**Exercise directions**
When a line of the entries contains the word "stupa", report that line.

*** Opening of Data for processing ***

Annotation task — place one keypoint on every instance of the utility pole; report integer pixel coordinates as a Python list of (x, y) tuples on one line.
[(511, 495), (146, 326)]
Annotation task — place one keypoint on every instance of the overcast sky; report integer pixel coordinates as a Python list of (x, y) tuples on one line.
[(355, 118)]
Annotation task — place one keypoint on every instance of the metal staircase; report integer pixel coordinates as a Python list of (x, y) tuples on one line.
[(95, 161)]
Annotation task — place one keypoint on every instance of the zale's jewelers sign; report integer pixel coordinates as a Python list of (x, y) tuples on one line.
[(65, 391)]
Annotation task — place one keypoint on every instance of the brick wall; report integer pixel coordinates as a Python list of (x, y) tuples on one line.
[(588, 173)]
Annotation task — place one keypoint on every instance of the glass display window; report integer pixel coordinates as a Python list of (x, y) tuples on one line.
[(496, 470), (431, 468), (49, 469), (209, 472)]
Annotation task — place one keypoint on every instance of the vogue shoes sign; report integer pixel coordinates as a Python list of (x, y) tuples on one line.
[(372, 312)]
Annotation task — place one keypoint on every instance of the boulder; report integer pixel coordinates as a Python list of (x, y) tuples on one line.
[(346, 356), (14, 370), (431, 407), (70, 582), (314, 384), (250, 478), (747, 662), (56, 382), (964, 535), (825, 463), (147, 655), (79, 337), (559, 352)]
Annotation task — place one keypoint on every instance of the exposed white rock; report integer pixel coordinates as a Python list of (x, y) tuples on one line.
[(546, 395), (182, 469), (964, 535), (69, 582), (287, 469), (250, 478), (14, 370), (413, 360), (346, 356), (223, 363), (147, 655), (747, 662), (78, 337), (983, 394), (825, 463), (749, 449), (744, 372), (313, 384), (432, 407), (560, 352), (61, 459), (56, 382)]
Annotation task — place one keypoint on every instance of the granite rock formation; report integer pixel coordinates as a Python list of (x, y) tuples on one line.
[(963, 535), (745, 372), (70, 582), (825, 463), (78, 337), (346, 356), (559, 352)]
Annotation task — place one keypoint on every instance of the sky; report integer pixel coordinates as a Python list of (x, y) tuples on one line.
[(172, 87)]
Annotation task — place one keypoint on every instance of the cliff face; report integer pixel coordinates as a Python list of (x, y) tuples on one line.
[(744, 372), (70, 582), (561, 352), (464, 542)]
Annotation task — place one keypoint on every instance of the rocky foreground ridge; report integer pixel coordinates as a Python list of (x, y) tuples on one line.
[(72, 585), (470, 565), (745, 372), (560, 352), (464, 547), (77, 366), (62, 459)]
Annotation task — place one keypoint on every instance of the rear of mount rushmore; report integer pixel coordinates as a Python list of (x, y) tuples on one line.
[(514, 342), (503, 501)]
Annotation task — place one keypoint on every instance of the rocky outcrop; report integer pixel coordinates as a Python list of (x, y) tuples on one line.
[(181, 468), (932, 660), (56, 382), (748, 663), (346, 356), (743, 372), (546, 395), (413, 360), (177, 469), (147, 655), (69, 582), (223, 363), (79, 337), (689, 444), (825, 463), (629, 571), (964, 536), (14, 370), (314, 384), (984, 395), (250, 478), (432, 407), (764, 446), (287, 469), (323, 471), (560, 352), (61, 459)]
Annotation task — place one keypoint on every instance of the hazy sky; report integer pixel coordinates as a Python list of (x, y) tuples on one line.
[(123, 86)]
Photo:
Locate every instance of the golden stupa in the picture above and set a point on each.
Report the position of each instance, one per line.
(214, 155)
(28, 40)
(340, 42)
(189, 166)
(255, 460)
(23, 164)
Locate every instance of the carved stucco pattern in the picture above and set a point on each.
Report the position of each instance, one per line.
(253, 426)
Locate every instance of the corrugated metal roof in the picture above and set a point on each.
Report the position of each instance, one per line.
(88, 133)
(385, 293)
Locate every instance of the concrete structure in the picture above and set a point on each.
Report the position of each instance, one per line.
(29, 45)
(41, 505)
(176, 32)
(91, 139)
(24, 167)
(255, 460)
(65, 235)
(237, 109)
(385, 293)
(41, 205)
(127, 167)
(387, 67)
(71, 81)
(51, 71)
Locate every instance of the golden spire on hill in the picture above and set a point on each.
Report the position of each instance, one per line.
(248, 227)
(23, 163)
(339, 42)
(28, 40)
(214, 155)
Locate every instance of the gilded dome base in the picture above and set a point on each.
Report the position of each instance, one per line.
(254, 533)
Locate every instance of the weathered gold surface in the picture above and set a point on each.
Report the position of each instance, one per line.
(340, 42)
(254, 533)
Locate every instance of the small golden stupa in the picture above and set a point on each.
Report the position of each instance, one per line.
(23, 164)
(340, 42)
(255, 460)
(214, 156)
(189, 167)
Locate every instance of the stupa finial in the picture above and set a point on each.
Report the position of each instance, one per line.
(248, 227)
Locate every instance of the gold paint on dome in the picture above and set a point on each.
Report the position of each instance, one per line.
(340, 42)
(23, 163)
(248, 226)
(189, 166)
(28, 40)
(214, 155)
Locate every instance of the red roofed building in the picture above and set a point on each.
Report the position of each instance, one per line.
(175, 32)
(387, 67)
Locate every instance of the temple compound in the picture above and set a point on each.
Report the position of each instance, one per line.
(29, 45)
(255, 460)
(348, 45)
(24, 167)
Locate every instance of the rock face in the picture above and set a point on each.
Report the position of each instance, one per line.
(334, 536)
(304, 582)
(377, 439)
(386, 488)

*** Close of Data for processing ***

**Result**
Locate every instance of the golden stupa in the picture above and set a point on each.
Locate every instance of the small golden stupa in the picture above and set a point on each.
Locate every instance of the stupa finial in the picture above and set a point on each.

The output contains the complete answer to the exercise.